**Given entries**
________

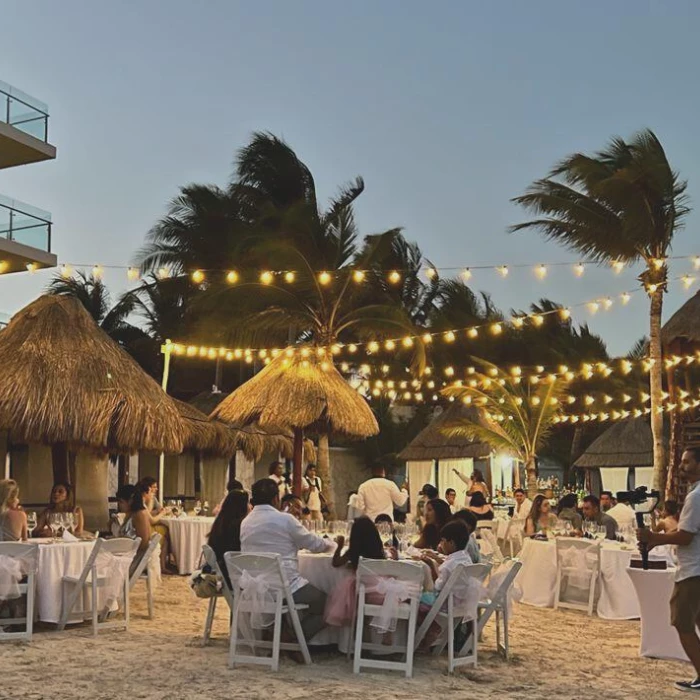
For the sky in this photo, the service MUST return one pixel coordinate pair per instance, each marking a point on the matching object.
(447, 109)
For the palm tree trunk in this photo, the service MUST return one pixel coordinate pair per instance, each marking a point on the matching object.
(531, 471)
(656, 388)
(323, 463)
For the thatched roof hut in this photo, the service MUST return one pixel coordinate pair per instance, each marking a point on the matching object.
(683, 328)
(432, 443)
(64, 381)
(296, 393)
(626, 443)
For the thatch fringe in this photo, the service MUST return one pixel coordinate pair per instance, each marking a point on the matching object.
(65, 381)
(298, 392)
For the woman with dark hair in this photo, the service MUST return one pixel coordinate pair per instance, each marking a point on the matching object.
(137, 522)
(365, 542)
(481, 509)
(60, 501)
(566, 510)
(436, 515)
(225, 534)
(541, 518)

________

Update the records above by changing every "service" to "annotator" and keeping everything else the same. Omit the pictures from your version.

For the sky in this photo, the annotator MUST return one pixel coordinate pair per instance, each marking a point on the matching object.
(447, 109)
For the palm tree trunk in this photo, the annotator MUST return one pixel coordinate pair per instance, each marking a point on the matching object.
(531, 471)
(656, 388)
(323, 463)
For the thatched roof hut in this photo, the annotator MUST return one pixel coordinate pair per instance, each marking a point on the matching object.
(683, 328)
(432, 443)
(64, 381)
(296, 393)
(626, 443)
For the thatch fringe in this photo, the annotator MUST return one pixel coordinate pair per instance, each marking a point on the matching object.
(65, 381)
(298, 392)
For the woman with dark hair in this photo, the annotator MUST return one pixel coordinate pair per instance, each marking a point on the matching object.
(137, 522)
(365, 542)
(481, 509)
(60, 501)
(566, 510)
(436, 515)
(225, 534)
(541, 518)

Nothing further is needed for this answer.